→ Estratto scelto:
----
Penale

Confisca dei beni all’imprenditore che non ha versato l’Iva

hqdefaultEd è del tutto irrilevante, secondo la sezione penale della Corte suprema, che l’immobile sequestrato al contribuente sia stato oggetto di conferimento in un fondo patrimoniale

Con sentenza n. 19099 del 3 maggio 2013, la terza sezione penale della Corte di cassazione ha dichiarato legittimo il sequestro sui beni dell’imprenditore che non ha versato l’Iva dichiarata, anche se non ancora incassata. Inoltre, a tal fine è del tutto irrilevante che l’immobile del contribuente sia stato conferito in un fondo patrimoniale.

La vicenda
Il rappresentante legale di una società aveva ricorso contro l’ordinanza del tribunale del riesame con cui si confermava il decreto di sequestro preventivo per equivalente (articolo 322-ter, codice penale) del Gip di un immobile e di un terreno in relazione al reato di omesso versamento Iva di cui all’articolo 10-ter del Dlgs 74/2000, che punisce chiunque non versi l’imposta dovuta in base alla dichiarazione annuale, per importi superiori a 50mila euro per ciascun periodo di imposta, entro il termine per il versamento dell’acconto relativo al periodo di imposta successivo.

Tra i vari motivi del conseguente ricorso per cassazione, il contribuente lamentava che il tribunale avesse individuato in modo automatico il profitto del reato sottoposto alla misura coercitiva nell’ammontare dell’Iva dichiarata e non versata.
In tal modo si sarebbero sovrapposti due distinti concetti:

  1. il debito verso l’Erario, pari all’ammontare dell’Iva dichiarata e poi non versata
  2. il profitto del reato, pari all’ammontare dell’Iva incassata e poi non versata: ma la società – sosteneva il ricorrente – non aveva mai incassato l’Iva non versata, da cui l’assenza del “profitto” sequestrabile.

Inoltre, l’imputato lamentava l’errore del giudice di merito di non avere considerato “ostacolo” al sequestro la ricomprensione dell’immobile conferito in un fondo patrimoniale, atteso che, ai fini dell’operatività del sequestro preventivo, è necessaria l’analitica motivazione dell’effettiva disponibilità del bene in capo all’indagato.
----
→ Sfida 1: Nell'articolo sulla confisca per Iva non versata, quale sezione della Corte di cassazione ha emesso la sentenza n. 19099?
→ Sfida 2: Ricopia dall'articolo sulla confisca per Iva non versata il tratto che va da "Confisca dei beni" fino a "un fondo patrimoniale.".
→ Sfida 3: Prosegui l'articolo sulla confisca dei beni per Iva non versata, partendo dopo la sua ultima frase.
L'elenco non ha alcun ruolo in questo lavoro.

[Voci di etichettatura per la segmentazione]
----
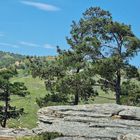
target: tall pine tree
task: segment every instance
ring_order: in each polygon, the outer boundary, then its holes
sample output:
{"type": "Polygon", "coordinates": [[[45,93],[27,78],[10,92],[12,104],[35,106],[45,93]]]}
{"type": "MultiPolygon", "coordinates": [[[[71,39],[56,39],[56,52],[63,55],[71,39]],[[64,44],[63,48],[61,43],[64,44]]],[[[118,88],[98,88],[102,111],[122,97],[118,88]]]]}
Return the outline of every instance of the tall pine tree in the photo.
{"type": "Polygon", "coordinates": [[[122,79],[139,77],[138,69],[129,63],[140,51],[140,40],[131,26],[114,21],[108,11],[91,7],[78,23],[73,22],[67,40],[75,52],[92,62],[90,70],[98,77],[97,83],[104,90],[112,90],[120,104],[121,86],[126,85],[122,79]]]}
{"type": "Polygon", "coordinates": [[[6,127],[8,119],[17,118],[24,111],[24,108],[17,109],[16,106],[10,105],[11,96],[17,95],[25,97],[29,94],[27,88],[24,86],[24,83],[10,82],[10,78],[12,78],[15,74],[16,71],[13,70],[0,70],[0,124],[2,127],[6,127]]]}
----
→ Soluzione esercizio 1: La terza sezione penale.

→ Soluzione esercizio 2:
Confisca dei beni all’imprenditore che non ha versato l’Iva

hqdefaultEd è del tutto irrilevante, secondo la sezione penale della Corte suprema, che l’immobile sequestrato al contribuente sia stato oggetto di conferimento in un fondo patrimoniale

Con sentenza n. 19099 del 3 maggio 2013, la terza sezione penale della Corte di cassazione ha dichiarato legittimo il sequestro sui beni dell’imprenditore che non ha versato l’Iva dichiarata, anche se non ancora incassata. Inoltre, a tal fine è del tutto irrilevante che l’immobile del contribuente sia stato conferito in un fondo patrimoniale.

→ Soluzione esercizio 3:
La decisione
La Corte di cassazione, respingendo il ricorso del contribuente, con la sentenza 19099/2013, ha sostanzialmente stabilito che il reato di omesso versamento Iva può essere commesso anche se l’impresa non ha incassato l’imposta in quanto ha rilevanza il dato testuale risultante dalla dichiarazione e non la percezione del corrispettivo.
In particolare, secondo il giudice di legittimità, prevedendo l’articolo 10-ter del Dlgs 74/2000 la sanzione per chiunque non versi l’Iva dovuta in base alla dichiarazione annuale per importi “qualificati”, la condotta del reato in esame è di natura omissiva e di carattere istantaneo.
Sicché l’obbligo di indicazione nella dichiarazione annuale e, quindi, di versamento dell’imposta, è svincolato – a eccezione dei casi dell’“Iva per cassa” (cash accounting), recentemente rimodulata dall’articolo 32-bis del Dl 83/2012 (legge 134/2012) – dall’effettiva riscossione delle somme per le prestazioni effettuate (come era previsto dal soppresso articolo 7 del Dl 185/2008).

Per quanto attiene poi al profitto sottoposto a sequestro, la sentenza evidenzia l’impossibilità di circoscrivere il profitto alla sola somma incassata e non versata, senza considerare l’utilità insita nel “risparmio economico” comunque derivante dal mancato versamento dell’imposta.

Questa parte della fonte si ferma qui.